The objective is to find metrics, like purchases, downloads, or signups, that tell you whether you are moving closer to your organization’s high-level goals. Examine your marketing funnel, determine which KPIs will help you understand how well your current marketing efforts are performing, and then start learning how to track them with GA.
4. Choose Your Analytics Filters
As we mentioned in the Google Analytics 4 section, report filters let you see behavior across different groups of users.
I find this to be a more straightforward way of finding what I'm looking for inside Google Analytics. I just use the left hand side to navigate to the type of report I need, and the filters let me fine-tune the details about how the user interacted with it.
For example, you can filter reports by age groups, by region, or by browser. And since you can combine these report filters, you can see how Firefox users in Canada interact with a specific page on your site.
The available dimensions (filter parameters) dig into timing and behavior like "first visit date" and traffic sources. And since you can exclude these dimensions and include others, you can combine these to understand how your more experienced users are using a certain page over time.
As you become more familiar with report filters, remember that the goal is to sort your data in a way that helps you find better insights. Some common ways you could achieve this include:
- A filter that isolates your target market
- A filter that is restricted to first time visitors
- A filter that focuses on a single traffic type (organic, PPC, social, etc.)
Refer back to the KPIs you set earlier. Which report filters you use could help you better understand how well you are doing in regards to your top KPIs. Find ways to isolate them as a combination of dimensions inside your filters, and you’ll have more accurate data in front of you to truly see how your efforts are paying off.
Data Filters vs Report Filters
Google Analytics uses Data Filters and Report Filters. The two are very different. Data filters are applied at the property level, and they are permanent.
Report filters: Let you see your users based on different segments they might fall into--like age, location, and whether or not they've been to your site.
Data filters: Tell Google Analytics what kind of data to collect. If you want to exclude internal traffic from all of your reports, that's a data filter.
At no time should you ever modify or remove your original data filters--unless this is 100% an intentional switch. Once you do, you stop GA from collecting that data. Instead, create a new property before adjusting the data filter.
To set up a new property in GA, go to your admin settings (the gear icon on the navigation bar), and then click the blue “+ Create Property” button.
If you want to switch between these properties/data sets, you can click on the drop-down menu on your home page.
Data filters work on a forward view. They don't change historical data, and they can't be changed back. That's why we offer such a strong warning as part of your best practices.
Keeping an unchanged property (with no new data filter) means that you will always have your complete website data set to fall back on and examine.
5. Set Conversion Events (Goals) on Google Analytics
Tracking conversions on your website helps you measure your success and find where some efforts can improve.

Source records
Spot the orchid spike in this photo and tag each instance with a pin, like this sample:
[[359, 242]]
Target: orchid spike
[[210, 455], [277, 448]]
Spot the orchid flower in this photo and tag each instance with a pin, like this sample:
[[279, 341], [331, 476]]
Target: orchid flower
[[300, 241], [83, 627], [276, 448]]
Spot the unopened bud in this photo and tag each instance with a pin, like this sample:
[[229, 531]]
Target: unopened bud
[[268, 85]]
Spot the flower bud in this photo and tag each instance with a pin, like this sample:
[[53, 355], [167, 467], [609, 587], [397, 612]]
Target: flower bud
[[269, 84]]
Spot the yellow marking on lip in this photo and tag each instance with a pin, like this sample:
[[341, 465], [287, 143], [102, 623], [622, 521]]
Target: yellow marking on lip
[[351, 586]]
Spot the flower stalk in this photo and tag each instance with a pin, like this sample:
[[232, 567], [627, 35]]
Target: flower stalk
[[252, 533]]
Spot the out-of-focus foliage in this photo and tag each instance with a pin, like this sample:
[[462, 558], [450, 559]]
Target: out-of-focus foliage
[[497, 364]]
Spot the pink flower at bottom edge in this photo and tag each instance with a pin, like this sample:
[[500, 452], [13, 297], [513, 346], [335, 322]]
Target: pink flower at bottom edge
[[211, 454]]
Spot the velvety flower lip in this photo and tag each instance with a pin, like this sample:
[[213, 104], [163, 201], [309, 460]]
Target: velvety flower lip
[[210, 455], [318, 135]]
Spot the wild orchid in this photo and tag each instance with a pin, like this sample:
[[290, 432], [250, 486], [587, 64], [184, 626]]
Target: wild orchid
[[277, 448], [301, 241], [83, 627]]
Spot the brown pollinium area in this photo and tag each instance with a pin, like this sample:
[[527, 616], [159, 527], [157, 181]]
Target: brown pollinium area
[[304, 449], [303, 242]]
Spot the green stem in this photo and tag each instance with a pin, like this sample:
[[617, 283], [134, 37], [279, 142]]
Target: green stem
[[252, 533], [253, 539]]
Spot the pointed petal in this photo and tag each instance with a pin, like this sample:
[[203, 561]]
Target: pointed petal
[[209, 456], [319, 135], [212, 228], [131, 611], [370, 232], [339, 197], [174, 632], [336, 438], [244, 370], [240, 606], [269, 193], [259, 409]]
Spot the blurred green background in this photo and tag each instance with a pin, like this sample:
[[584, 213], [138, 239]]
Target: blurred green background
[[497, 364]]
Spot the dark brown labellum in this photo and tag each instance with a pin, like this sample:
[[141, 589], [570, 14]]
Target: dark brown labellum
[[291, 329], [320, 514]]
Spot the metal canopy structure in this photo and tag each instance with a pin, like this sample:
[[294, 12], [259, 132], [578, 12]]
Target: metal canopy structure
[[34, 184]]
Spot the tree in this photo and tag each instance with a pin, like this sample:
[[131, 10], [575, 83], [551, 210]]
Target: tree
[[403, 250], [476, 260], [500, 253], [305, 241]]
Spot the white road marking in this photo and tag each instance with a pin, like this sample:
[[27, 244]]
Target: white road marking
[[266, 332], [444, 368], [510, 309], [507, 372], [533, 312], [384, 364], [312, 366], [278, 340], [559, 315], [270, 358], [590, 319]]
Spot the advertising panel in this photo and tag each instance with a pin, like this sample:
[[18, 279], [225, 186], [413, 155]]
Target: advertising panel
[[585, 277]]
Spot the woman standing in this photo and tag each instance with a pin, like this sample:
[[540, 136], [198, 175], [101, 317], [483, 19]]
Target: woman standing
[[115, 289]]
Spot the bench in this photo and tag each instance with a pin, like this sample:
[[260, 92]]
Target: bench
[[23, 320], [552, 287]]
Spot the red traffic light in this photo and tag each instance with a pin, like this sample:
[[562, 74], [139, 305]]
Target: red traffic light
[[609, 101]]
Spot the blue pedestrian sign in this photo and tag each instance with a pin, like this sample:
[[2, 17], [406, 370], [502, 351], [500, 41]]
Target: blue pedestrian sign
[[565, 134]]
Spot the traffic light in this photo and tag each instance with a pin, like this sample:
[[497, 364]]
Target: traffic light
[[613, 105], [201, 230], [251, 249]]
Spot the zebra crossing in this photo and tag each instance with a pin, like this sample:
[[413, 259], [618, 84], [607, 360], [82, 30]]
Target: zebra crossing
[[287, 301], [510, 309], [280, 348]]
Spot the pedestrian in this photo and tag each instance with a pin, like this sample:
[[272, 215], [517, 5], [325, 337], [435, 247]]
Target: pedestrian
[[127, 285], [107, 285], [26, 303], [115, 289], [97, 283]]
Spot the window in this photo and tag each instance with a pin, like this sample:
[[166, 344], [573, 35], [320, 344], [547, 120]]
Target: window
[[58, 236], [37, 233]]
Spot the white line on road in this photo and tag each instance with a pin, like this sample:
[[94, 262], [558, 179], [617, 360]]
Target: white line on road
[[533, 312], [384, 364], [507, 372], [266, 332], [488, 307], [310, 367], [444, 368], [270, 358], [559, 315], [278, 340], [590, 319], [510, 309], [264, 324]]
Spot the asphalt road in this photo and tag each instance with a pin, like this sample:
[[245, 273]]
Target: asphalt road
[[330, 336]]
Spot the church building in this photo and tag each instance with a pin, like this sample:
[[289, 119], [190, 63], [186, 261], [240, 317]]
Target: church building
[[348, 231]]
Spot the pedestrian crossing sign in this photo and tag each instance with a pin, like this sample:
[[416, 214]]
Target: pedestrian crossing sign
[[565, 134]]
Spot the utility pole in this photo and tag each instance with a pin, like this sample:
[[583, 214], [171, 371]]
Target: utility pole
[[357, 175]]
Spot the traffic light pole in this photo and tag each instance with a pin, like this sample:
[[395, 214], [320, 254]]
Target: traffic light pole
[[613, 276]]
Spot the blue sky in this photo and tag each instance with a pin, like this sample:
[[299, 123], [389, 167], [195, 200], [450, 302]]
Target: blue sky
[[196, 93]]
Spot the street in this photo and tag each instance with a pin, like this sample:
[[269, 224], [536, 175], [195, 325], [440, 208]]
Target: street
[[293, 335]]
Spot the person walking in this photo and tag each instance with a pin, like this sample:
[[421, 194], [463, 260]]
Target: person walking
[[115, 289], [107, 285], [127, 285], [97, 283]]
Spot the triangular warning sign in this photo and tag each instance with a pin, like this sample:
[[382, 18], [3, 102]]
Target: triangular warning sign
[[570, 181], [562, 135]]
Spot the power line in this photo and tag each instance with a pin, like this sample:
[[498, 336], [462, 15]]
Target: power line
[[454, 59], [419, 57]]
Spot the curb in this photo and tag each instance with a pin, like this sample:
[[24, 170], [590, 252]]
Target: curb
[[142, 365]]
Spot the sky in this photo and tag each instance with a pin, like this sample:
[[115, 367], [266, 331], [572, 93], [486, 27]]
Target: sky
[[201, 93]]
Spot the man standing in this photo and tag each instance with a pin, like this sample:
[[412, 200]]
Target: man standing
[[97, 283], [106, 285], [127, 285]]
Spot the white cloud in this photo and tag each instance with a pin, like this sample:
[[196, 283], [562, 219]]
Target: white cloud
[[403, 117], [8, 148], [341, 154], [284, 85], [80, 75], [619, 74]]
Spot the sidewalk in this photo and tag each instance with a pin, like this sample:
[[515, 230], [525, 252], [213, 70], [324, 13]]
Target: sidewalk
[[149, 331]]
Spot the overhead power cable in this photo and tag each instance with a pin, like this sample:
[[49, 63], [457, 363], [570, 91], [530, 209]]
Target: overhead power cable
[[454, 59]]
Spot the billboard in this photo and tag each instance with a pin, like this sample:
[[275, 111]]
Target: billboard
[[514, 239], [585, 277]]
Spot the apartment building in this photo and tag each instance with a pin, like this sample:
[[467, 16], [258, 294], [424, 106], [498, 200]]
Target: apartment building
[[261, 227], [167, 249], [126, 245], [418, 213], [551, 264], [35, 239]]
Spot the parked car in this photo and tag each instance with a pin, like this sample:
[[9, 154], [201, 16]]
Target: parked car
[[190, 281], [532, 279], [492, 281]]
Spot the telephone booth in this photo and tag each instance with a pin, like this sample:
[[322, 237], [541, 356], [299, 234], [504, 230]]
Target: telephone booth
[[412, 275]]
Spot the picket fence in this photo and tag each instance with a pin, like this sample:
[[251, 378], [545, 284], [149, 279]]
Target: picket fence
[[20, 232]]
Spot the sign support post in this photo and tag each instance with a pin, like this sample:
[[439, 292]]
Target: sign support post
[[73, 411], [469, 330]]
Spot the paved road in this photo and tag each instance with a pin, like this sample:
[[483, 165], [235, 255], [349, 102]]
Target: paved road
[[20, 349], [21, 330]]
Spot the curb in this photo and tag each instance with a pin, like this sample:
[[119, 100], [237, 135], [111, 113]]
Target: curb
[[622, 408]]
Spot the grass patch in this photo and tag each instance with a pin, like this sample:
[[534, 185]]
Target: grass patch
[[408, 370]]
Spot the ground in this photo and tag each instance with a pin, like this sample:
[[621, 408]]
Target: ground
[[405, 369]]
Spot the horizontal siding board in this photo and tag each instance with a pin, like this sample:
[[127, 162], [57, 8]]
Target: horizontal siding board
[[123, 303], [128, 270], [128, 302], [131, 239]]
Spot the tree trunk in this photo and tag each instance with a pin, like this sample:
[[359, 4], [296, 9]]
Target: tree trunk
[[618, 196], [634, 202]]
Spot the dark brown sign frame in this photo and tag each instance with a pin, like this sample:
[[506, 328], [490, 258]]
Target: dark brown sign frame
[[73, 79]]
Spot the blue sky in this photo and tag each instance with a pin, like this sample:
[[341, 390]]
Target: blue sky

» **Written tasks**
(A) In the Google Analytics guide, at what level are data filters applied?
(B) From the Google Analytics guide, write out the passage that begins with the words containing "Refer back to" and ends with "to your site.", unchanged.

» **Answers to the tasks**
(A) Data filters are applied at the property level.

(B)
Refer back to the KPIs you set earlier. Which report filters you use could help you better understand how well you are doing in regards to your top KPIs. Find ways to isolate them as a combination of dimensions inside your filters, and you’ll have more accurate data in front of you to truly see how your efforts are paying off.
Data Filters vs Report Filters
Google Analytics uses Data Filters and Report Filters. The two are very different. Data filters are applied at the property level, and they are permanent.
Report filters: Let you see your users based on different segments they might fall into--like age, location, and whether or not they've been to your site.